The records below must be retyped exactly.

» Records provided

□ □ □

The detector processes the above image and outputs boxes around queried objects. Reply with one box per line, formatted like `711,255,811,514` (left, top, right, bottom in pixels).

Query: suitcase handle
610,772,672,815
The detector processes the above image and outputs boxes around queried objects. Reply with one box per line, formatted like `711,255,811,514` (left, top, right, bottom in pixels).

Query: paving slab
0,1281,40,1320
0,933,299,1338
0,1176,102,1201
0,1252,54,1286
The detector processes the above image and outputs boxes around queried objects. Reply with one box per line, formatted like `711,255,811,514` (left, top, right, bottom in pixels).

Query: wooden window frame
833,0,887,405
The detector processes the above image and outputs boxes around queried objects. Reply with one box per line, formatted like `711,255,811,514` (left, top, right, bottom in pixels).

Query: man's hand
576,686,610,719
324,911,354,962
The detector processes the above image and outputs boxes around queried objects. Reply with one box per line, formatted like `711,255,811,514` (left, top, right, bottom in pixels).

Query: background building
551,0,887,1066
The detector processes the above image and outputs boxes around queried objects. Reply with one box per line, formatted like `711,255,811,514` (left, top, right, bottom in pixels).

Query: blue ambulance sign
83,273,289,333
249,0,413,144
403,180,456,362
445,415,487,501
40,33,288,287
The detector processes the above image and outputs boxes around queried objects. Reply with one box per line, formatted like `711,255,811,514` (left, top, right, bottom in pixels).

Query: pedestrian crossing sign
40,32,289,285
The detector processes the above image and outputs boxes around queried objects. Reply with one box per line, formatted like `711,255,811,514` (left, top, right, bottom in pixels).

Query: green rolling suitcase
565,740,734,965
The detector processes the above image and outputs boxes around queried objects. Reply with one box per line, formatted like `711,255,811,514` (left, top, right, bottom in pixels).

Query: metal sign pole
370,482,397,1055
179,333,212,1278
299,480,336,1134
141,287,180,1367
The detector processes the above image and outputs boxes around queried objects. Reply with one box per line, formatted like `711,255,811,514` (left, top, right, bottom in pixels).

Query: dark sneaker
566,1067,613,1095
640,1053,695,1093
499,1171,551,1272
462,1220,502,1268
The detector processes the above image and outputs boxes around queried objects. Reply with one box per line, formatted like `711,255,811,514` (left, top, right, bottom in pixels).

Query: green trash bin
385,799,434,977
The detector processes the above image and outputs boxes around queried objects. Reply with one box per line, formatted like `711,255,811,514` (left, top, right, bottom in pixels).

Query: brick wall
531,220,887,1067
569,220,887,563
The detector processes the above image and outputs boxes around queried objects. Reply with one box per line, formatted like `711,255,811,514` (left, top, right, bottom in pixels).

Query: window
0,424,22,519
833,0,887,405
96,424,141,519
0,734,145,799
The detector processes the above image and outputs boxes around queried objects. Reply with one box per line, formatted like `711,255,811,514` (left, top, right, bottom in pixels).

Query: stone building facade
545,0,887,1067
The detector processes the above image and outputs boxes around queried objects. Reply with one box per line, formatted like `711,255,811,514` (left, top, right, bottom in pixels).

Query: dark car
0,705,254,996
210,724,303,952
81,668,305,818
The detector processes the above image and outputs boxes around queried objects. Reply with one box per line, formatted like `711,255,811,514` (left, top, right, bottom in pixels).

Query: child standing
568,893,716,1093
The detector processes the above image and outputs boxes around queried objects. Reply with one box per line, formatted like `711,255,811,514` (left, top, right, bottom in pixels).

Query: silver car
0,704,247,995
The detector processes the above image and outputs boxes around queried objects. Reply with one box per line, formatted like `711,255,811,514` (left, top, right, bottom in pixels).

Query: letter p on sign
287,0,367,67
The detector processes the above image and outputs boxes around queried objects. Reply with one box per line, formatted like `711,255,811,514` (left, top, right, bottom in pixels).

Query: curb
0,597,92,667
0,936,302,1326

□ □ □

» Response to the exercise
The detector processes the above image and outputs boxes around queried objects. Reply with one box per line, formatted like `711,255,811,514` (left, top, right, bottom in pixels).

Query: suitcase handle
610,772,672,815
The detector processes the above image and outputs boxes around queried objects. Reply with one box per line, formatted like `711,255,811,514` (left, top, right, bottom in pixels).

Query: paving slab
0,1281,40,1320
0,933,299,1338
0,1176,102,1201
0,1252,54,1286
The detector processes the above image and outputs boxes around queried objects. Reply with one box per line, formatted like `711,255,811,514` (left, top, right, bottom in pixels).

Query: wooden window frame
833,0,887,405
The detector processes the above image and outputs boxes around queried objects. Reply with one box per line, formatted like `711,255,811,514` (left, top, right, bottom in pixels).

Query: man's hand
576,686,610,719
324,911,354,962
The detector processes the above image and outputs boxes around queried objects. Reply with one box per line, formatted like `711,255,811,514` (left, top, right, bottom in pixels).

Query: background building
551,0,887,1066
The detector processes the above image and outputs boxes around queried objects. Reply with one box per line, formatted like `711,255,811,514` (left, top, right, bottom in pixels).

Query: blue ambulance sign
83,273,289,333
249,0,413,144
403,180,456,362
445,415,487,501
40,33,288,287
The detector processes the above image and outputs boxes around queried objects. Reply with one box per line, formatted like `711,255,811,514` (left, top, right, bottom in pixels).

Query: pedestrian crossing sign
40,32,289,285
The detector processes the above image and outputs boxes around queried objects. Reply with one box per line, formatted like `711,255,811,514` (left, top, right, bottom in pixels).

Query: green rolling suitcase
565,740,734,965
The detector processes the above image and outputs boxes around queried objects. Reply with one box per line, formatted like `711,255,811,514` (left, top, right, bottom in pixels).

Query: metal sign pole
370,482,397,1055
179,333,212,1278
299,480,336,1134
141,287,180,1367
The detector processes the above image and outputs boxes around queried objects. Reply with one box per line, formatted like `711,255,811,514` (left, top, right, bottom in pixels).

Query: dark sneaker
566,1067,613,1095
640,1053,695,1093
499,1171,551,1272
462,1220,502,1268
The detector processes the above image and outputs boxes around queried objects. Reply with one box per line, formatted like `711,255,811,514` (left, top, right, bottom in pixels).

Query: green trash bin
385,799,434,977
The detector processes the above image and outputs boxes around queried objects. Reply with one box per line, formatted like `711,255,811,514` (left, top, right, bottom in pixels).

Query: brick wall
531,220,887,1067
569,220,887,563
The detector processes the above image and outputs boxes around queried objects. Reply with one box per line, formatted like `711,255,811,514` (left, top, right, bottom in pixels).

Query: window
0,424,22,519
833,0,887,405
96,424,141,519
0,734,145,799
The detector processes the above image and outputs boxes around queried objects. Reply with one box per line, formatted like `711,255,811,514` (left, top, right, bottom in pixels).

Query: stone building facade
545,0,887,1067
The detector processes the above image and outputs boxes around queried objects. Reply with one box per line, formatted like `711,255,811,514` (left, top, right, bottom in pixels).

Query: dark car
0,705,254,996
210,724,303,952
81,668,305,818
The detector processes the above image and outputs boxes around queried objects. Reply with one box per line, formatted like `711,255,811,514` (left, top, right, bottom in pixels).

Query: child standing
568,893,716,1093
The detector processes the above image and outputs boxes around queried objects. Reply with one box per line, formatted like `711,255,811,514` (left, top, right, bottom in pixels).

Query: silver car
0,704,247,995
The detector processes the above image and outputs boxes around queried objects. Reply with one box per line, formatted like `711,255,811,514` (left, top, right, bottom in pixels).

Query: letter p on sign
287,0,367,67
The detector processes the above image and outputs boxes around queried objects. Reply with one box per line, formatted like `711,255,811,514` (left, top, right, bottom in pixels).

Query: curb
0,597,92,667
0,936,302,1326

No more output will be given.